Task details:
Output only the lines that run from the line holding "positive clicks: (78, 91)" to the end of the entries, both ends included, and skip the pictures.

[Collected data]
BEGIN

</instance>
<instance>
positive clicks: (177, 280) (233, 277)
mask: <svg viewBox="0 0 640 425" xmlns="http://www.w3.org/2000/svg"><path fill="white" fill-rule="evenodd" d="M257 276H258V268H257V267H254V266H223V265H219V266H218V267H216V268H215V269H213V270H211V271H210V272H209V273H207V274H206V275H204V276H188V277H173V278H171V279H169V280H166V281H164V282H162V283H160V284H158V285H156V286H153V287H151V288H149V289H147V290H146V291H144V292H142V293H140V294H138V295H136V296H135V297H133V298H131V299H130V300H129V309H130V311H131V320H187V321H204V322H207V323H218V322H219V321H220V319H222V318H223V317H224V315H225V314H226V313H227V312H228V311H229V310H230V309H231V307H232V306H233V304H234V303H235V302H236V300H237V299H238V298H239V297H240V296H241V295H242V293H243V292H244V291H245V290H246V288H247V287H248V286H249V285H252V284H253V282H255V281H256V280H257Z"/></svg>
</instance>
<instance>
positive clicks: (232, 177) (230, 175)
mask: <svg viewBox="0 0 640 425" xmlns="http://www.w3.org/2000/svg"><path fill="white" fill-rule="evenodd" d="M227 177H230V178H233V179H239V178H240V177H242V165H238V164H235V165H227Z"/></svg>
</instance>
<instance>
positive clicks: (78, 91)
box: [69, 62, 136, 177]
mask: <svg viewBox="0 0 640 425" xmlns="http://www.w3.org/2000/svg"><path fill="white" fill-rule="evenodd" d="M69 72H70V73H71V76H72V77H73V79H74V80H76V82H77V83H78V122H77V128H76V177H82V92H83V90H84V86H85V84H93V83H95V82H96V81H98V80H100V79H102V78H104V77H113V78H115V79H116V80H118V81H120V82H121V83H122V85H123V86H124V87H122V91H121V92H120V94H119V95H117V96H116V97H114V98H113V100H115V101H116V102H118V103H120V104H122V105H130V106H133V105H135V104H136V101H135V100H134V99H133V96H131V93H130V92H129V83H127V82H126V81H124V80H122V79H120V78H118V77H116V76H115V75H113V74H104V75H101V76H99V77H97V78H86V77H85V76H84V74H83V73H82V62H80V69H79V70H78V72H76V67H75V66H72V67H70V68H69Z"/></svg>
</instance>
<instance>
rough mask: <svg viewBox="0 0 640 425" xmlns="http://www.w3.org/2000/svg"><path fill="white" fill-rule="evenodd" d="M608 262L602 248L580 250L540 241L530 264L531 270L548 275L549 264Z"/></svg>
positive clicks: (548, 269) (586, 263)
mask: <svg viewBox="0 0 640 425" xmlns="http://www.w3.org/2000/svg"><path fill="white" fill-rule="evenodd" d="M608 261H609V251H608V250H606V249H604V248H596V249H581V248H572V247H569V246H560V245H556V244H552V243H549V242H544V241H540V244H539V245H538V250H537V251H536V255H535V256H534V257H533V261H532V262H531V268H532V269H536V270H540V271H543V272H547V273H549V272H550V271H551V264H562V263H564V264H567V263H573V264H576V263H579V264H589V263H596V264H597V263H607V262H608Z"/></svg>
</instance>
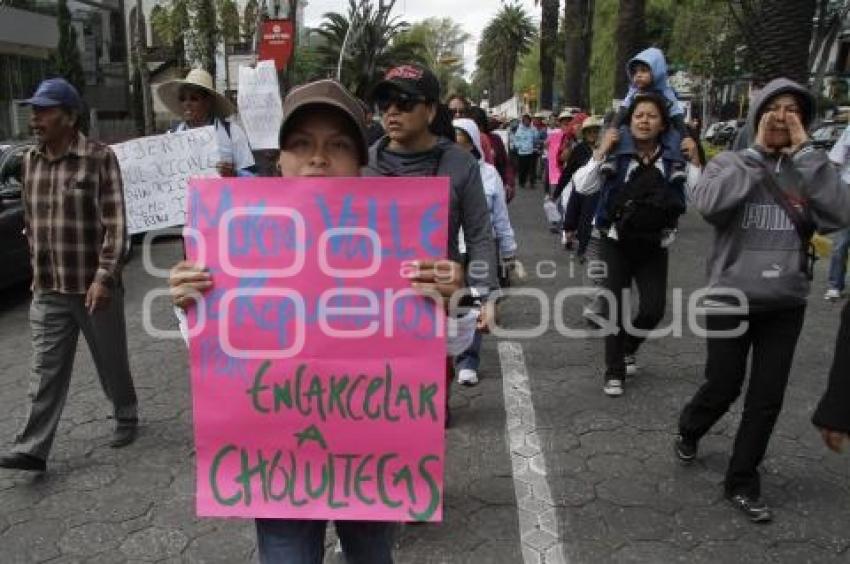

END

Answer area:
positive clicks: (78, 91)
box: [69, 62, 136, 177]
mask: <svg viewBox="0 0 640 425" xmlns="http://www.w3.org/2000/svg"><path fill="white" fill-rule="evenodd" d="M69 72H70V73H71V76H72V77H73V79H74V80H76V82H77V83H78V122H77V128H76V177H82V92H83V90H84V86H85V84H93V83H95V82H96V81H98V80H100V79H102V78H104V77H113V78H115V79H116V80H118V81H120V82H121V83H122V85H123V86H124V87H122V91H121V92H120V94H119V95H117V96H116V97H114V98H113V100H115V101H116V102H118V103H120V104H122V105H130V106H133V105H135V104H136V101H135V100H134V99H133V96H131V93H130V92H129V83H127V82H126V81H124V80H122V79H120V78H118V77H116V76H115V75H113V74H104V75H101V76H99V77H97V78H86V77H85V76H84V74H83V73H82V62H80V69H79V70H78V72H76V67H75V66H72V67H70V68H69Z"/></svg>
</instance>
<instance>
rough mask: <svg viewBox="0 0 640 425" xmlns="http://www.w3.org/2000/svg"><path fill="white" fill-rule="evenodd" d="M608 262L602 248L580 250L540 241L530 264L531 270L548 275L549 264Z"/></svg>
positive clicks: (548, 269) (586, 263)
mask: <svg viewBox="0 0 640 425" xmlns="http://www.w3.org/2000/svg"><path fill="white" fill-rule="evenodd" d="M608 261H609V251H608V250H606V249H604V248H596V249H581V248H572V247H569V246H560V245H556V244H552V243H549V242H544V241H540V244H539V245H538V250H537V251H536V255H535V256H534V257H533V261H532V262H531V268H532V269H536V270H540V271H543V272H547V273H549V272H550V271H551V264H562V263H564V264H567V263H573V264H576V263H579V264H589V263H596V264H597V263H607V262H608Z"/></svg>
</instance>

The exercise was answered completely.